───── SOURCE EXTRACT ─────

Faith Can Move Mountains... But Dynamite Works Better
Showing posts with label Edmund Hillary. Show all posts
Showing posts with label Edmund Hillary. Show all posts

Wednesday, July 27, 2016

Gollum And The Precious Nomination

Since I had my take on Donald Trump's speech last week, fair's fair and so here's a take on Hillary's acceptance speech this week. 


“I must say, basking in triumph like this is very, very satisfactory. It will only be all the more so in November when we’ve won and I finally get to call myself President Hillary Rodham Clinton. And then rub it in the face of that oompa loompa.

Thank you for your confidence in me. I’ve wanted this for many, many years. Longer than anyone can know. We’re so close to the mountain top. It’s just there, that much closer after all the work we’ve done for years and years and years on end. I’m ready to plant the flag on the top. Which reminds me of the stories about who I was named after. You know, you can go on for years thinking you’re named for Edmund Hillary because of his great triumph in reaching the top of the highest mountain on earth... before you realize you were born a few years too early. Oh well, that’s a detail, and sometimes details are things we overlook.


Where was I? Oh yes, wanting this for many years. The presidency is something I’ve been close to for a long time. And I wanted it. Oh, did I want it. I needed it. I had to have it. It was mine, my own, my precious...

I’m getting carried away with myself again.

─────

> WHAT YOU ARE ASKED TO DO:
Extend the satirical blog post imagining Hillary Clinton's acceptance speech above, picking up right after its final line.

───── GIVEN ENTRIES ─────

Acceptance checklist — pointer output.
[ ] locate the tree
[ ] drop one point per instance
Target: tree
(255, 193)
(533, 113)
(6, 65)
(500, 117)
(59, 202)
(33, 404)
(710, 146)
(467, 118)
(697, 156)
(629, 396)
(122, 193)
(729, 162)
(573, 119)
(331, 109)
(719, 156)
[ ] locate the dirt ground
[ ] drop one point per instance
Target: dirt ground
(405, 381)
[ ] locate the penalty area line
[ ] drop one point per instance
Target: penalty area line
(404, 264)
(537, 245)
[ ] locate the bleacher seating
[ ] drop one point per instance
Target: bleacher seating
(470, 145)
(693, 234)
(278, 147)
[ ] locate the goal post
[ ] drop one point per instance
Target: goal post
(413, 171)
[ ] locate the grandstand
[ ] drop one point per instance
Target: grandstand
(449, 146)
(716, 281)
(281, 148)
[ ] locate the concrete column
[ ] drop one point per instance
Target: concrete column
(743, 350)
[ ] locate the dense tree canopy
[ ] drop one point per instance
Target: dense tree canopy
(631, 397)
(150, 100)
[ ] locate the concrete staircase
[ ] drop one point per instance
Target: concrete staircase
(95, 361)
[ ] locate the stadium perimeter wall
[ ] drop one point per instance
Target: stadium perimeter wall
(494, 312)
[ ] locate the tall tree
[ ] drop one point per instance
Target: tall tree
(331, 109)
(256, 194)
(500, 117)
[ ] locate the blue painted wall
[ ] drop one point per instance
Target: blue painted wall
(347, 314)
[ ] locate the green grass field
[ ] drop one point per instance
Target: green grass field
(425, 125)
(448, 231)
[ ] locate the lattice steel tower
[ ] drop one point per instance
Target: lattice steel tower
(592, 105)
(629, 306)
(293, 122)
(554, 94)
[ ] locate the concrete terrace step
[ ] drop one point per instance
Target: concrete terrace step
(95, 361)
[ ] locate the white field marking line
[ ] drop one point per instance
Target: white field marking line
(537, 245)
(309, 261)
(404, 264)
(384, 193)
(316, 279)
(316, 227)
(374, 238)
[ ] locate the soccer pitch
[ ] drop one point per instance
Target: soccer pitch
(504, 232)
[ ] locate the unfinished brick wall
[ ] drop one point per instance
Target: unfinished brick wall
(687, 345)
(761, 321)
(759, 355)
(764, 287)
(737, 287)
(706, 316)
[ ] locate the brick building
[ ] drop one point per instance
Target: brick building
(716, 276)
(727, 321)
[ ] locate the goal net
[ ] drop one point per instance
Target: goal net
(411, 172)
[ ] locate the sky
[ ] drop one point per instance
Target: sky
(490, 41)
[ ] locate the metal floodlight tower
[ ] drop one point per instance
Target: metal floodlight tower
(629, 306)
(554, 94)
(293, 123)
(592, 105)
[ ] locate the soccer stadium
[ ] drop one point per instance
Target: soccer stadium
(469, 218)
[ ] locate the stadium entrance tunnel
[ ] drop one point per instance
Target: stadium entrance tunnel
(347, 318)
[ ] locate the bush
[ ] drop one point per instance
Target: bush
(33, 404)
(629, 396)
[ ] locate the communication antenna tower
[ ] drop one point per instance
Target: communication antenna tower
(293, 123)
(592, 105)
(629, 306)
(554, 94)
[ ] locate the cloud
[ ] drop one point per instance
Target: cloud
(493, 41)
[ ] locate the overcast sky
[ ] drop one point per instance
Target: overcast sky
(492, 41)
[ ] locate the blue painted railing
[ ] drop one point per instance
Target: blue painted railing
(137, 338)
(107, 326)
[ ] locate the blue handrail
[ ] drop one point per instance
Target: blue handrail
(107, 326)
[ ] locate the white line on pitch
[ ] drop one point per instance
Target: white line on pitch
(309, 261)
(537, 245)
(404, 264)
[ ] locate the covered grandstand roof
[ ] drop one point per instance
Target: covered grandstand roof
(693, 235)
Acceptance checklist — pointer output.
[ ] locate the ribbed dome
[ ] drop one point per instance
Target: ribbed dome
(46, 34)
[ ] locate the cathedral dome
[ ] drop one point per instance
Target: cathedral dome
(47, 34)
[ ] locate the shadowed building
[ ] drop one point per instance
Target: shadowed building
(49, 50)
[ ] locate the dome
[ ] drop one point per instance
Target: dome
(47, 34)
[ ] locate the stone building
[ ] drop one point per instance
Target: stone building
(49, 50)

─────

> EXPECTED ANSWER:
My point is when I was growing up I already decided to myself that I wanted to be in the White House. And not just as a First Lady or as a Cabinet member or whatever. As the one person making the big decisions. No, not the court jester. Which reminds me, what’s Carville doing these days?


I wanted to be the President. Not just the President, but the very first woman President.

I wanted to be that trailblazer, showing the way to the future, showing young girls that hey, you too can grow up to be the President of the United States. Eventually. After you’ve married a governor who ends up being President himself. After you’ve done time... in the Senate, people, in the Senate! Not the big house, despite what Chris Christie and the oompa loompa think should happen to me. Honestly, Governor Christie, how do you live with yourself?


Where was I? Right. After time in the Senate. And then Secretary of State.

But before that came my first run at the nomination. Eight years ago.

Of course the party didn’t see things my way eight years ago. Instead they gave it to the President.

They stoles it from us! Nasty filthy little hobbitses, it was ours! Ours! And they stoles it!


Ahem. Sorry about that. I got a little off track.

So everything I did was about getting myself in place for this great day. Well, this great day and the election day, which will be even greater.

Yes, we managed to get through the Sixties. Like Bill, I didn’t inhale. Though it might have been okay in retrospect if I had inhaled. I might have ended up being a bit more mellow and laid back, and well, kind of human in the way I interact with people. Oh well, at least I don’t come across like a complete robot, unlike a certain Republican I won’t mention.

Marco Rubio, I’m looking at you.


So there we were, getting ourselves established, living like the other half lived, or whatever that expression meant. Making our bona fides known and having a daughter we’re so very proud of and all that. And have I mentioned how pleased I am to be a grandmother? It really works well with the focus groups, even if I can’t knit so much as one of those adorable baby socks you see in all the nostalgic magazines about grandmotherhood.

Aren’t babies precious?

My precious, my precious... we wants it!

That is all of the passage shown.